Koji Igarashi’s Bloodstained delay to 2018 brings a Wii U issue

When Bloodstained: Ritual of the Night, Koji Igarashi’s not-a-Castlevania, Castlevania Kickstarter game was delayed until 2018 last month it raised some questions. What’s going ot happen with the Wii U version? As we’ve spoke about in the past, Nindies have a big problem with the system not due to the fact that – well it’s nearly dead. In 2018? Well it’s going to be well dead.

Now Igarashi has revealed what might happen to it, he’s mindful that being a crowdfunded game – you have to make sure your backers are on your side. He had this following to say in an interview with IGN.

Yeah, it’s a very complicated problem. The reality is this: As timelines move on, certain pieces of hardware become irrelevant. Sometimes new pieces of hardware come out that make you think about what is the right strategy. And as a creator, usually you want to make stuff for the new hardware. That’s the reality.

However, this was a game that was backed by people, and we made promises to listen to them. They’re the people that gave us life so to speak. Any sort of change that we do or are considering that goes outside the scope of the promises we’ve made must be done with lots of explanation, must be done with lots of care, and must be done with lots of back and forth with them to see what options we have. We must listen to them at the end of the day, and we have made promises.

━━━━━━

Task requirements:
[1] From the article on the Bloodstained delay, list each thing Igarashi says a change beyond the promises made to backers must be done with "lots of".
[2] Rewrite the part of the article on the Bloodstained delay between "However, this was" and "have made promises.", inclusive, with "promises" replaced by "commitments" each time it appears.
[3] Write the next part of the article on the Bloodstained delay, picking up right after its final sentence.

━━━━━━

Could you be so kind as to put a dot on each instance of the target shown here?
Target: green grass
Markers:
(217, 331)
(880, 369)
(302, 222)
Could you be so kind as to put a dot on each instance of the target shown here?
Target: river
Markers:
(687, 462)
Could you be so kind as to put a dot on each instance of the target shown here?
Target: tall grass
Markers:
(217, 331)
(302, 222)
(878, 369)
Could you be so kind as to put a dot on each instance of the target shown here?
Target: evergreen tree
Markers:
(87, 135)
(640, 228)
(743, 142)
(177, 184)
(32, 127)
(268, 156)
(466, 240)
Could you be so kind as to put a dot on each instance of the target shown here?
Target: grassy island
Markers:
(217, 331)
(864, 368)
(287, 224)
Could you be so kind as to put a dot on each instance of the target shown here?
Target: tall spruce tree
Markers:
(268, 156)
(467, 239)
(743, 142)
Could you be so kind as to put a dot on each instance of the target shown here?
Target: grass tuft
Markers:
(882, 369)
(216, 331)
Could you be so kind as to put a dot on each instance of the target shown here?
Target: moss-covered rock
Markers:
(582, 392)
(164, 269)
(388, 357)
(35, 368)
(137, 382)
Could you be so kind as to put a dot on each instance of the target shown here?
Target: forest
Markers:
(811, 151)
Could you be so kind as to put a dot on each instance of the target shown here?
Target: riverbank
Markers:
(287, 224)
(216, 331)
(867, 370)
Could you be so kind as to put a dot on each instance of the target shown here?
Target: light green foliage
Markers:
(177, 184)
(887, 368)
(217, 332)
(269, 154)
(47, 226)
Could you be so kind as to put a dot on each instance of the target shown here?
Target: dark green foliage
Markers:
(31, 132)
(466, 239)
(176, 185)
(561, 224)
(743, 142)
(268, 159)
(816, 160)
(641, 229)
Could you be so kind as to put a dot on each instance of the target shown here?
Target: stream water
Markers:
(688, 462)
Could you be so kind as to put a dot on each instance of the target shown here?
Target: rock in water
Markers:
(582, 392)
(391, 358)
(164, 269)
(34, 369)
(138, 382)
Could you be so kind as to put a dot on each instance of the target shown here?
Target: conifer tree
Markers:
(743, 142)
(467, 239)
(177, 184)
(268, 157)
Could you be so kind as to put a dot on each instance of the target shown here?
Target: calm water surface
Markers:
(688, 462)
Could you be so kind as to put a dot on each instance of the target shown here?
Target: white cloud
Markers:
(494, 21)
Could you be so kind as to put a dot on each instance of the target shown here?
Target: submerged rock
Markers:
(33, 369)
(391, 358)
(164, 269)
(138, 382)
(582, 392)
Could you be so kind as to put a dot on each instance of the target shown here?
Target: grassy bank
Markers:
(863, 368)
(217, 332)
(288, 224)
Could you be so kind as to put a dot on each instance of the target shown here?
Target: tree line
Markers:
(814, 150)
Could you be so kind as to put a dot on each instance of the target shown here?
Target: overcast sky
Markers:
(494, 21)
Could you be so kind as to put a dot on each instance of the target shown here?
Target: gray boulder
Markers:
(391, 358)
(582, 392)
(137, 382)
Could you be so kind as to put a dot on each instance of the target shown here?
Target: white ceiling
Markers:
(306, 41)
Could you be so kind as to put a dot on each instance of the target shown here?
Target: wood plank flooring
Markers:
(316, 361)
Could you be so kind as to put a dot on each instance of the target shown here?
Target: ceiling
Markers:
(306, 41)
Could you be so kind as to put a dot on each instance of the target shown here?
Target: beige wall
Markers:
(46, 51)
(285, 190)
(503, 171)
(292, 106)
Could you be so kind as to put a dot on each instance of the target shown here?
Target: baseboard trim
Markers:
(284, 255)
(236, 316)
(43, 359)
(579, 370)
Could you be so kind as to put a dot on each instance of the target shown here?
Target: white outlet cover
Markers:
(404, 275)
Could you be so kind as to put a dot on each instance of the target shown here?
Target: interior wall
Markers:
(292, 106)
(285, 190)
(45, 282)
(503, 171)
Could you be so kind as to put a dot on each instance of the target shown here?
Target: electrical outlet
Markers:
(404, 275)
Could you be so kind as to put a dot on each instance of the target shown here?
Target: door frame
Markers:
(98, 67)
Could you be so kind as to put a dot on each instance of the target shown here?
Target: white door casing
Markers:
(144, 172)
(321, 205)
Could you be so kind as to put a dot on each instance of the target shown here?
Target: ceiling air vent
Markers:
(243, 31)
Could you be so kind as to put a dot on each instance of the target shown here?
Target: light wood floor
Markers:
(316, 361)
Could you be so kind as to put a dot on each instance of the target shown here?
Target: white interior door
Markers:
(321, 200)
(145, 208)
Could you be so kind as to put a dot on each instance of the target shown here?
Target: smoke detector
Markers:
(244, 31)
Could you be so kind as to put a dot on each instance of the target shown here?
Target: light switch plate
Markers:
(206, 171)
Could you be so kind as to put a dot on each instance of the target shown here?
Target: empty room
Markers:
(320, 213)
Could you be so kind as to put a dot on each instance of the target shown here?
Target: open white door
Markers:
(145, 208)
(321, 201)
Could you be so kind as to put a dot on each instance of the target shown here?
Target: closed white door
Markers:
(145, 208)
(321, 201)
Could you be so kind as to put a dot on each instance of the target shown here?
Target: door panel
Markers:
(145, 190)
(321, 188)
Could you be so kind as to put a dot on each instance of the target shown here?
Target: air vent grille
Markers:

━━━━━━

Responses by task:
[1]
- explanation
- care
- back and forth with them to see what options they have

[2]
However, this was a game that was backed by people, and we made commitments to listen to them. They’re the people that gave us life so to speak. Any sort of change that we do or are considering that goes outside the scope of the commitments we’ve made must be done with lots of explanation, must be done with lots of care, and must be done with lots of back and forth with them to see what options we have. We must listen to them at the end of the day, and we have made commitments.

[3]
Unfortunately, some of those don’t make as much sense anymore as they did before, and that’s also reality. So you’re in a very difficult position, and at the end of the day, if you’re going to go in one certain direction, you want to make sure that you have support from them.

But so far we’ve, I think, been incredibly transparent through all the things that have happened with our backers, and they have been very supportive. So I’m hoping that if there is going to be a difficult decision some day, and we don’t know, that we’re able to have that conversation. If they say they don’t get it, well that’s where we’re at. And if they say they do get it, well then, we’ll be able to do things that are maybe more interesting. We’ll see.

So if you backed the game, or maybe you didn’t – would you care if the game jumped systems. Are you really going to want to play this on your Wii U in two years?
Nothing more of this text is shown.